Excerto do texto:
Como se fora um prefácio…
De: Domingos Duarte Lima.
"O Zero e o Infinito – Título de um livro de Arthur Koestler
Sei que corro um risco tremendo ao deixar publicar este texto. Prefaciar um livro pode corresponder a uma sentença de morte. Para o livro e para o prefaciador. A solicitação da autora, um ser humano único, sensível, de uma bondade infinita, que admiro veneradamente – depois reiterada pelo editor, – acabou por ser irrecusável.
Mas esta obra, – as lágrimas estão todas na garganta do mar – precisa de um comentador mais sábio, mais culto e mais profundo do que eu. Isabel Mendes Ferreira, há muitos anos ausente do mundo editorial, regressa com este livro extraordinário, e nele revela uma das vozes mais belas e singulares do actual universo literário português.
Por isso escrevo estas linhas com pudor e humildade. Em apelo de benevolência ao leitor. Apenas… Como se fora um prefácio…
Não sou crítico literário. Não tenho a pretensão de algum dia o vir a ser, porque me faltam o saber, a arte e o treino que a função requer. Sou apenas um simples leitor, de olhar límpido, alguém que desde cedo se rendeu ao encantamento que se pode esconder nas páginas de um livro. E que tantas vezes emudeceu, deslumbrado perante a beleza com que um autor desconhecido o surpreendeu. Como agora, com Isabel Mendes Ferreira.
O tempo ensinou-me que a arte combinatória das palavras nunca se extinguirá. Que a sua reinvenção é incessante, porque na palavra reside um dos mais poderosos instrumentos da criação (“No princípio era o Verbo…” – e pelo “Verbo”, se a narrativa é exacta, o mundo terá sido criado). A palavra é som, é música, é sopro, e o sopro é símbolo do espírito – pneuma. E como símbolo do espírito é mais do que aquilo que expressa, é também o que deixa por dizer, o que nela está inscrito em potência (e que tantas vezes só pode ser lido pelos olhos da alma).

Itens armazenados do conjunto de dados:

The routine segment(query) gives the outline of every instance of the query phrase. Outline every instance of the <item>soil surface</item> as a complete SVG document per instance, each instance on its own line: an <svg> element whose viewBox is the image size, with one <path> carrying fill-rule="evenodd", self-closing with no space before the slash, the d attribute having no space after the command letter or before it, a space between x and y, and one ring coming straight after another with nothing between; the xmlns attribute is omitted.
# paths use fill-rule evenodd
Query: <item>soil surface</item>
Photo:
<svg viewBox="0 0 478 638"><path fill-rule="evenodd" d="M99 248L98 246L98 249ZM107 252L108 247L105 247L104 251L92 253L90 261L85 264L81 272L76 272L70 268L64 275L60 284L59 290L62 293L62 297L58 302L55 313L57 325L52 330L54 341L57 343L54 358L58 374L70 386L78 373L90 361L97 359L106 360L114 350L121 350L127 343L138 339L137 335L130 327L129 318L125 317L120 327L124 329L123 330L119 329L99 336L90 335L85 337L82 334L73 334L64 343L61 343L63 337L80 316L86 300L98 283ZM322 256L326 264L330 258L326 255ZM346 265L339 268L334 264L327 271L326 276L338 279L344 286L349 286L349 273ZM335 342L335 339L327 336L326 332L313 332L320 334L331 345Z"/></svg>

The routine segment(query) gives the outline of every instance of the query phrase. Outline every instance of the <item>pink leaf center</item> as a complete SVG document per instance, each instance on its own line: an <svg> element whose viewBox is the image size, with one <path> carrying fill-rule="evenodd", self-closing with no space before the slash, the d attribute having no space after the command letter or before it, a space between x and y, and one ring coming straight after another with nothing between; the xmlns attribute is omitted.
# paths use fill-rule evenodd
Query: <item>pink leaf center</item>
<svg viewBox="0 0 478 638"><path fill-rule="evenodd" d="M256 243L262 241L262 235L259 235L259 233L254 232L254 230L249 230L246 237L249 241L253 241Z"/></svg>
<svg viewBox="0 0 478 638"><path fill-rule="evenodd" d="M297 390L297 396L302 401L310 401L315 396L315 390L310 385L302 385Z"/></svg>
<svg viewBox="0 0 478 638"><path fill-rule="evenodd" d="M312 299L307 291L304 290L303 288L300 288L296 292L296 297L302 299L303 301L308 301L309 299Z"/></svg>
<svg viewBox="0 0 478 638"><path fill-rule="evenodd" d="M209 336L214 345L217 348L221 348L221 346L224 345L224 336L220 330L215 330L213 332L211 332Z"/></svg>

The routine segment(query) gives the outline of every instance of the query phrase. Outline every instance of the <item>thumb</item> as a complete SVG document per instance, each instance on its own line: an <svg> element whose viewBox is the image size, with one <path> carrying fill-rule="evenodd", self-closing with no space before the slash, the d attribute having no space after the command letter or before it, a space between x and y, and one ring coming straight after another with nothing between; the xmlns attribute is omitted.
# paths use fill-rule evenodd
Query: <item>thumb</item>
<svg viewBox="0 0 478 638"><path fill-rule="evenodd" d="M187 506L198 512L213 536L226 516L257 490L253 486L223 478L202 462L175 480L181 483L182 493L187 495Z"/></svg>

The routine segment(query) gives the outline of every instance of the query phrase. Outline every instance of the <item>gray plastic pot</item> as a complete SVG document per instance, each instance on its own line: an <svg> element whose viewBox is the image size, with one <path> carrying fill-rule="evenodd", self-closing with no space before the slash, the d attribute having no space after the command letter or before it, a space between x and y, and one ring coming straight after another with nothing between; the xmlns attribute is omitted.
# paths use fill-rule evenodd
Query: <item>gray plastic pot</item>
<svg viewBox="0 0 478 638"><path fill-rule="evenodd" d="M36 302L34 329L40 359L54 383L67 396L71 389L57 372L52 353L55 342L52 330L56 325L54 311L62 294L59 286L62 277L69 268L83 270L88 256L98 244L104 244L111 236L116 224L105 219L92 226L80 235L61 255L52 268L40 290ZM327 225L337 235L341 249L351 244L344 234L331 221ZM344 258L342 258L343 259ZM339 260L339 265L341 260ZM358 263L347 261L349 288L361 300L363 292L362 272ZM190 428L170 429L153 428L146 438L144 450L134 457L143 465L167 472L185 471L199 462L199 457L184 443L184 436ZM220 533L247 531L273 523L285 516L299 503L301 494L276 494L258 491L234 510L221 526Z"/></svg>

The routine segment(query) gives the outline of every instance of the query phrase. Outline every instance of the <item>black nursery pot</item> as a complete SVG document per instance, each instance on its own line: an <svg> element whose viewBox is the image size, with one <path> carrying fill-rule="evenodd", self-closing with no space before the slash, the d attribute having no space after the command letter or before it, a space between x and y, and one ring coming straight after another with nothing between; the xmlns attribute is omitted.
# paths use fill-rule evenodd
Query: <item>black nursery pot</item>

Instruções:
Apresente, sem qualquer alteração, a passagem do excerto do texto que começa com as palavras "Mas esta obra, –" e termina com "Isabel Mendes Ferreira.".

Solução:
Mas esta obra, – as lágrimas estão todas na garganta do mar – precisa de um comentador mais sábio, mais culto e mais profundo do que eu. Isabel Mendes Ferreira, há muitos anos ausente do mundo editorial, regressa com este livro extraordinário, e nele revela uma das vozes mais belas e singulares do actual universo literário português.
Por isso escrevo estas linhas com pudor e humildade. Em apelo de benevolência ao leitor. Apenas… Como se fora um prefácio…
Não sou crítico literário. Não tenho a pretensão de algum dia o vir a ser, porque me faltam o saber, a arte e o treino que a função requer. Sou apenas um simples leitor, de olhar límpido, alguém que desde cedo se rendeu ao encantamento que se pode esconder nas páginas de um livro. E que tantas vezes emudeceu, deslumbrado perante a beleza com que um autor desconhecido o surpreendeu. Como agora, com Isabel Mendes Ferreira.